◆ What to produce ◆
Please copy all the lines that follow, word for word.

--- Start of Recorded data ---

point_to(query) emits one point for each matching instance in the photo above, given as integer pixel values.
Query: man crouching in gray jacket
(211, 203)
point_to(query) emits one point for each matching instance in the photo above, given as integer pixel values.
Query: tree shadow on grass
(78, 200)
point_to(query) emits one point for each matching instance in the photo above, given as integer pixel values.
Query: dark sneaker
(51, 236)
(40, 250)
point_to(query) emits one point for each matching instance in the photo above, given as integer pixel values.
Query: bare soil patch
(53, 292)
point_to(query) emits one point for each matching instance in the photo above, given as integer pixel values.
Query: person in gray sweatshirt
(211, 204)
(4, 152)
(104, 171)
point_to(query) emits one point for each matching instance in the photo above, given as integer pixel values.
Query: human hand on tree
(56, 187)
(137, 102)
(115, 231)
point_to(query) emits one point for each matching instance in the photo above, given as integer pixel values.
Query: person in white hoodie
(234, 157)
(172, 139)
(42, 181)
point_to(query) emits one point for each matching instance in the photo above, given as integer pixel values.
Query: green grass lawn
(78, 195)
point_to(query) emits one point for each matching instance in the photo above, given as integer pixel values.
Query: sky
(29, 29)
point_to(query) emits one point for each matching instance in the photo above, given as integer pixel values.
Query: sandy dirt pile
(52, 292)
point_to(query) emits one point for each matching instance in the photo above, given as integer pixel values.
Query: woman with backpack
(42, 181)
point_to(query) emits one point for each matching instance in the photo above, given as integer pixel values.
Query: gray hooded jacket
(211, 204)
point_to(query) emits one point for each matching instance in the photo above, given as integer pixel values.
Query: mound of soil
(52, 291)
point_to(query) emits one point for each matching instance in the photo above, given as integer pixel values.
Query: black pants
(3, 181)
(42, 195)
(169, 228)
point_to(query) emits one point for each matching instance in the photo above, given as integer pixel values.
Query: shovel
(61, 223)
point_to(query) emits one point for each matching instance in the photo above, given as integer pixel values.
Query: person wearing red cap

--- End of Recorded data ---

◆ Reply ◆
point_to(query) emits one point for each matching instance in the photo above, given as integer pixel values.
Query: man crouching in gray jacket
(211, 203)
point_to(query) emits one point for each matching instance in the photo above, given as integer pixel values.
Query: tree shadow on grass
(78, 200)
point_to(query) emits one point for each matching instance in the photo above, given as integer pixel values.
Query: dark sneaker
(51, 236)
(40, 250)
point_to(query) emits one point for each matching instance in the photo above, given as integer pixel values.
Query: bare soil patch
(53, 292)
point_to(query) emits one point for each matching instance in the photo above, given as integer pixel values.
Query: person in gray sweatshirt
(211, 204)
(4, 152)
(104, 171)
point_to(query) emits one point for each matching instance in the photo above, given as integer pixel values.
Query: human hand on tree
(56, 187)
(137, 102)
(115, 231)
point_to(query) emits one point for each matching instance in the photo above, given as integer pixel values.
Query: person in white hoodie
(234, 157)
(172, 139)
(42, 181)
point_to(query) emits one point for each matching instance in the photo above, given as integer pixel values.
Query: green grass lawn
(78, 195)
point_to(query) emits one point for each matching instance in the photo above, given as integer pixel values.
Query: sky
(29, 29)
point_to(query) emits one point for each matching instance in the photo above, given as integer pixel values.
Query: sandy dirt pile
(52, 292)
point_to(query) emits one point for each matching instance in the photo above, given as integer pixel values.
Query: woman with backpack
(42, 181)
point_to(query) emits one point for each matching instance in the photo above, given as integer pixel values.
Query: gray hooded jacket
(211, 204)
point_to(query) emits one point for each matching instance in the photo above, given as integer pixel values.
Query: mound of soil
(52, 291)
point_to(query) emits one point for each matching instance in the photo above, given as integer pixel values.
Query: black pants
(3, 181)
(42, 195)
(169, 228)
point_to(query) emits one point for each matching instance in the photo above, given as integer pixel values.
Query: shovel
(61, 223)
point_to(query) emits one point for each matching instance in the photo above, given as integer pixel values.
Query: person wearing red cap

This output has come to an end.